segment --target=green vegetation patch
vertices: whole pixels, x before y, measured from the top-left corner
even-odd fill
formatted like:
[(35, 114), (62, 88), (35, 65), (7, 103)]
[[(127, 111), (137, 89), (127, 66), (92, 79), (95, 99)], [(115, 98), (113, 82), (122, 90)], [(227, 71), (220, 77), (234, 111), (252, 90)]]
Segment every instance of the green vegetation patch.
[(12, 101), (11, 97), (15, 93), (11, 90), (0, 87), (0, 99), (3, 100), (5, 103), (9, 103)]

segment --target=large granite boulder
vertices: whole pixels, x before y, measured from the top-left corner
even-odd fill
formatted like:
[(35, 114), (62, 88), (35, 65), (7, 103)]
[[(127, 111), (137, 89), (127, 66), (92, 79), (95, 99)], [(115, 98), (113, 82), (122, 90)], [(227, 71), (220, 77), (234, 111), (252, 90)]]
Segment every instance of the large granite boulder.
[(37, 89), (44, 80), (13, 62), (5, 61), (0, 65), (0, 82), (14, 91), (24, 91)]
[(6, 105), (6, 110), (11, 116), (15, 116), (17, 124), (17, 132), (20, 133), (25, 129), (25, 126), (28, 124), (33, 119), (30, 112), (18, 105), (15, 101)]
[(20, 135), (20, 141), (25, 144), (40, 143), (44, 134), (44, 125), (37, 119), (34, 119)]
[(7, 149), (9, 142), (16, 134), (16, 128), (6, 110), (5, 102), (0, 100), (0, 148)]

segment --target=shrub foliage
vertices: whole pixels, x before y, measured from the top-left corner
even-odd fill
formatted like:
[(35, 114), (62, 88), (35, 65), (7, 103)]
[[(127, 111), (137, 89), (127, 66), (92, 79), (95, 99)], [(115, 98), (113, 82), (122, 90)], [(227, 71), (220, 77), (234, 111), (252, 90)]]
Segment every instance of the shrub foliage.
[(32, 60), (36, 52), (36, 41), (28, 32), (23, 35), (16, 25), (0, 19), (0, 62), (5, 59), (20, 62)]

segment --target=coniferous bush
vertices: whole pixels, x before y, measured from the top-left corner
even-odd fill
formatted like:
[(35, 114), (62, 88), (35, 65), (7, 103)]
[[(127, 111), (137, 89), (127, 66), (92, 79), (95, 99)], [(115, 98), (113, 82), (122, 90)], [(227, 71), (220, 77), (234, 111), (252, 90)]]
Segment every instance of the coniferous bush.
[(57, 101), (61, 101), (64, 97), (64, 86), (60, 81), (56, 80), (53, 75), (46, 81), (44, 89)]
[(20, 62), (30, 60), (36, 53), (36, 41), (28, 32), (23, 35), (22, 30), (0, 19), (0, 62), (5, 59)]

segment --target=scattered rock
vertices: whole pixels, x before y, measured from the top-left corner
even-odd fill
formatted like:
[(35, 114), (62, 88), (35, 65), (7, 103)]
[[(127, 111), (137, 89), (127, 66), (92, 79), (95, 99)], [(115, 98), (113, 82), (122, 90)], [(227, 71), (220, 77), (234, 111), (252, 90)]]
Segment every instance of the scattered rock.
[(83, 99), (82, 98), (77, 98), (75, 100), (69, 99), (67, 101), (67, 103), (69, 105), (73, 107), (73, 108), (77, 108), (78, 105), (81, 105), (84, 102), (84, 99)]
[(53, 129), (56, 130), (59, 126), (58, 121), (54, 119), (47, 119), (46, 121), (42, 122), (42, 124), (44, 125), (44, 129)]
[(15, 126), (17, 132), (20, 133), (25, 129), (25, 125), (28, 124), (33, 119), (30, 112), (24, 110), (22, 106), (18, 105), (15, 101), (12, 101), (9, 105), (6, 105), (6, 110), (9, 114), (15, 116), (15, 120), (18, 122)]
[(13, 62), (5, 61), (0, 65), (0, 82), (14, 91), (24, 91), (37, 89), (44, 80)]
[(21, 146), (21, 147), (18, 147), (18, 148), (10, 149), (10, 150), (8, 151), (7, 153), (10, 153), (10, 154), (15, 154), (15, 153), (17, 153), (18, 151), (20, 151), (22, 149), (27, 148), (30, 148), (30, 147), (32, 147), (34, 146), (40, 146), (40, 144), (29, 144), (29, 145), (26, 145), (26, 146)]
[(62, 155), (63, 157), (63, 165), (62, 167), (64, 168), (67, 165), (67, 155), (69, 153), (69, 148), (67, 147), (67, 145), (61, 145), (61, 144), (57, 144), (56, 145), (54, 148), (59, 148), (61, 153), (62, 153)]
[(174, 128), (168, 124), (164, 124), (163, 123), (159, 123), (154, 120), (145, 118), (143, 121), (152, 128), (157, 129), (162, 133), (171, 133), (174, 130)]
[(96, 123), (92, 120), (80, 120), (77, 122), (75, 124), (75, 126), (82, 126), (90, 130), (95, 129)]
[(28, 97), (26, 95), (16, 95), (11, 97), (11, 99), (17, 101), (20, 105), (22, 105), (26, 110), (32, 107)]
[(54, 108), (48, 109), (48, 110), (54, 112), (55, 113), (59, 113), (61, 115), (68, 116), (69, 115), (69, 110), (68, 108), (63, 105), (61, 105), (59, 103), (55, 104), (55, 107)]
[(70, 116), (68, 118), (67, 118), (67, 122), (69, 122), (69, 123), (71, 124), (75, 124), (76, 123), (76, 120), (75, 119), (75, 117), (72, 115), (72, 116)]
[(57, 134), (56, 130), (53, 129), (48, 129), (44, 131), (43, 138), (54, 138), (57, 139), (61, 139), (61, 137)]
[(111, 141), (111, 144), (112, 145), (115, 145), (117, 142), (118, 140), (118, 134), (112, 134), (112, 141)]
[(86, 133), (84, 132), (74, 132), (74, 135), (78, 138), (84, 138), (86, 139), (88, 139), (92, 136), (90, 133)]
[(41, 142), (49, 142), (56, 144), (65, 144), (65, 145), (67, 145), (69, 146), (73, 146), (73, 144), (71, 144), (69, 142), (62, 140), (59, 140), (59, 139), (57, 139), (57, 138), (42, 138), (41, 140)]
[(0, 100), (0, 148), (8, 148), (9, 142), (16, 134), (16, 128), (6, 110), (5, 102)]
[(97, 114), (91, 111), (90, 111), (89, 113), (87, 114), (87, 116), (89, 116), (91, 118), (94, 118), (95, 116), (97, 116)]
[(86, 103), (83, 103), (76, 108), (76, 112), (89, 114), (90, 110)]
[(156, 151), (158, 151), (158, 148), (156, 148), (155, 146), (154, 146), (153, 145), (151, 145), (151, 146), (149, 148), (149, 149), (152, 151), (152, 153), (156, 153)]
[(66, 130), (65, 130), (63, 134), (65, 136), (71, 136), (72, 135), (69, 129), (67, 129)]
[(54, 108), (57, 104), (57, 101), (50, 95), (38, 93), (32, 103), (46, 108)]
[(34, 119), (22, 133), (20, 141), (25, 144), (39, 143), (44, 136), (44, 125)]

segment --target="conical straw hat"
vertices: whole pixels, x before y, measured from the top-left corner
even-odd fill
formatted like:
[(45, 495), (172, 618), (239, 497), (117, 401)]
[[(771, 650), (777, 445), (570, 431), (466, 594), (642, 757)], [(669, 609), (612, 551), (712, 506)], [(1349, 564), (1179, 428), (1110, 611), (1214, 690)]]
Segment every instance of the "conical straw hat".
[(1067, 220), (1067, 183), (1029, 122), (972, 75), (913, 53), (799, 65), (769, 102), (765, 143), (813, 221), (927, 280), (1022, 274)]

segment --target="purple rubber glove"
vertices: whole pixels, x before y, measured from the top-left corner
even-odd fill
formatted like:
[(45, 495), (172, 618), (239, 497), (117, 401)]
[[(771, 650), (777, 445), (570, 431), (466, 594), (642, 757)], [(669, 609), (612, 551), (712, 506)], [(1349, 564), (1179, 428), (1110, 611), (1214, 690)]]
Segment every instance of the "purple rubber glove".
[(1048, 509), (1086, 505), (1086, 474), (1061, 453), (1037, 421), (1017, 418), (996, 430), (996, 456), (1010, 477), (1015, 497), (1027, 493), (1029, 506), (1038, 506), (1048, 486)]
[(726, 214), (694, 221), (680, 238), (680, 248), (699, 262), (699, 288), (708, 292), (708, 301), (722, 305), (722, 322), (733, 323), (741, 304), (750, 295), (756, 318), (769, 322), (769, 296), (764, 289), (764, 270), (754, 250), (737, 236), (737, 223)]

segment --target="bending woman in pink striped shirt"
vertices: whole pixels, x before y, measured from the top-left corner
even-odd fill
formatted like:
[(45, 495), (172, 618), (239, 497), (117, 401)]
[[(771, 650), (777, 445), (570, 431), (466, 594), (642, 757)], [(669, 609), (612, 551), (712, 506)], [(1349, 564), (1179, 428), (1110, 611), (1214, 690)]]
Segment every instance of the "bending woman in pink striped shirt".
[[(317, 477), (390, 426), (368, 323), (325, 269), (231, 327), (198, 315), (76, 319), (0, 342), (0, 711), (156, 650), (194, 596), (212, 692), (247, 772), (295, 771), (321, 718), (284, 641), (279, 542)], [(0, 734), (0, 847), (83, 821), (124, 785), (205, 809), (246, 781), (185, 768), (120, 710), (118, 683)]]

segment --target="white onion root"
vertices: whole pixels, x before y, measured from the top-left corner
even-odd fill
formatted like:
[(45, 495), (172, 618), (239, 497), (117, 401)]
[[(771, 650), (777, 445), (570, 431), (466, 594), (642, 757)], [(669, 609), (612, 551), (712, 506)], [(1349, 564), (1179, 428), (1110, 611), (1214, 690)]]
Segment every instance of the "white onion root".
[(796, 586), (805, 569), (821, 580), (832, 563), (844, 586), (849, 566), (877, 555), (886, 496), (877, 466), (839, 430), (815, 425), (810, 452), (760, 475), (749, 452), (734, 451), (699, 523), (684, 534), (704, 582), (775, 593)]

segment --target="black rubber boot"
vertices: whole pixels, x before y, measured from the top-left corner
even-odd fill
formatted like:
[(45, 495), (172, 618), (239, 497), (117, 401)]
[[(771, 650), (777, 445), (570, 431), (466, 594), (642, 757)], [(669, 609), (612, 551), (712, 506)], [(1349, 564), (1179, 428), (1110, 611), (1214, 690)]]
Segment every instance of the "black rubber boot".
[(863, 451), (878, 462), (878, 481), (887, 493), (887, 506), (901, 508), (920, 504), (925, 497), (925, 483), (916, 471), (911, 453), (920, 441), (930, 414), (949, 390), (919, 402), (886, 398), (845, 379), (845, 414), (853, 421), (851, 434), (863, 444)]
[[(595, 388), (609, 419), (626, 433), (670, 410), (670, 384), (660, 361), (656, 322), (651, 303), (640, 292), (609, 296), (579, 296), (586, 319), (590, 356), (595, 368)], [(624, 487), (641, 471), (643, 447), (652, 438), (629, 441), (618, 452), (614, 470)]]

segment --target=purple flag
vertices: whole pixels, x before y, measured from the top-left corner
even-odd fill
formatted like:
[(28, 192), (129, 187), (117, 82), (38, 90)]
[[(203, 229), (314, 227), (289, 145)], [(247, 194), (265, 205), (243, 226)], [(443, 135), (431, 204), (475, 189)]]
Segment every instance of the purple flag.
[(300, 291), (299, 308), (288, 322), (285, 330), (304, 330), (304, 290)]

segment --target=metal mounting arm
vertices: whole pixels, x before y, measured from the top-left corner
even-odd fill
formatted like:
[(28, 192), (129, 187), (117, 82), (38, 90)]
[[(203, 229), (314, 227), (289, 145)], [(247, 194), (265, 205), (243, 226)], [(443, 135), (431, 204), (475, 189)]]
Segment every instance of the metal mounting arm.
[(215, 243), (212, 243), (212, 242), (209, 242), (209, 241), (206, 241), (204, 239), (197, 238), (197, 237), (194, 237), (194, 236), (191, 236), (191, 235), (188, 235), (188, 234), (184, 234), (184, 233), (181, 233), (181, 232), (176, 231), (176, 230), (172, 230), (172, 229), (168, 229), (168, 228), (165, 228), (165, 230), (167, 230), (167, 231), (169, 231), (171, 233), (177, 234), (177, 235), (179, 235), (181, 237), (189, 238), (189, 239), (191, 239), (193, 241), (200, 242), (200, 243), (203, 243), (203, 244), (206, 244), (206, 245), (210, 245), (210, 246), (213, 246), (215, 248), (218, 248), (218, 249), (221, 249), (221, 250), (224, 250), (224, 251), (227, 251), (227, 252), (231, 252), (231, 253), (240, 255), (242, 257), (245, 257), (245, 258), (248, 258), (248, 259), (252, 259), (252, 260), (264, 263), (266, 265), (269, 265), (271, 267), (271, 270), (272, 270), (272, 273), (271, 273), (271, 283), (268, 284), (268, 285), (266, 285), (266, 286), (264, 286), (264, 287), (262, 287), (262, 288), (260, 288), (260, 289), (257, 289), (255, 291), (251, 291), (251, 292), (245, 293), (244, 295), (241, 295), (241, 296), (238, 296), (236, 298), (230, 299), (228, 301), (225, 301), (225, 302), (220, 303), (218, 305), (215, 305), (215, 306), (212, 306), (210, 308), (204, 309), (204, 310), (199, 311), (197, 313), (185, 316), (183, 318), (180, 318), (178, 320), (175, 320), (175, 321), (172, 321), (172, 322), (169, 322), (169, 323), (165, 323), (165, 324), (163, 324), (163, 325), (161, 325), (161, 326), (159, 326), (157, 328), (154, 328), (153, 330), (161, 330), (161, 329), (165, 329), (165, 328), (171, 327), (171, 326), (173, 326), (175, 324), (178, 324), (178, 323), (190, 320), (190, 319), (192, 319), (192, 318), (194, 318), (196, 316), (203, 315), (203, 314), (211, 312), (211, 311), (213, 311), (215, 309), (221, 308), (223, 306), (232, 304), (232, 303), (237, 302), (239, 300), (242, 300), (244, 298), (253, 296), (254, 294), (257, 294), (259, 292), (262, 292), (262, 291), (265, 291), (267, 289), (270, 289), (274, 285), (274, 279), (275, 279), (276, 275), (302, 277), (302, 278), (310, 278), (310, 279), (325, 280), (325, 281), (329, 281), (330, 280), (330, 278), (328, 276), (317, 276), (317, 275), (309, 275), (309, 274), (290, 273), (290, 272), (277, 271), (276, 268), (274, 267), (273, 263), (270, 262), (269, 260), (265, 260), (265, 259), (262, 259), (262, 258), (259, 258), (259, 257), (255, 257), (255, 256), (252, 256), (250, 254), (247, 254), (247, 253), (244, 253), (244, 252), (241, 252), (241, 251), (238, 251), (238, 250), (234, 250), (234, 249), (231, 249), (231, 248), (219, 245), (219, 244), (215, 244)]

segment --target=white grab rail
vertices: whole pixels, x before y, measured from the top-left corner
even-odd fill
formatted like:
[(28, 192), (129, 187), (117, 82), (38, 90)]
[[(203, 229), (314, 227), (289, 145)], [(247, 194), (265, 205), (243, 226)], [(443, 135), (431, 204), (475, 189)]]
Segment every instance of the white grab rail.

● GESTELLTE AUFGABE
Ersetze in den Zeilen zwischen der Zeile mit „segment --target=purple flag“ und der Zeile mit „330), (304, 290)]“, beide eingeschlossen, „purple“ durch „orange“ und gib nur diese Zeilen sonst unverändert wieder.

● ERGEBNIS DER ÜBUNG
segment --target=orange flag
vertices: whole pixels, x before y, measured from the top-left corner
even-odd fill
formatted like:
[(28, 192), (129, 187), (117, 82), (38, 90)]
[[(203, 229), (314, 227), (289, 145)], [(247, 194), (265, 205), (243, 226)], [(443, 135), (431, 204), (475, 189)]]
Segment every instance of the orange flag.
[(300, 291), (299, 308), (288, 322), (285, 330), (304, 330), (304, 290)]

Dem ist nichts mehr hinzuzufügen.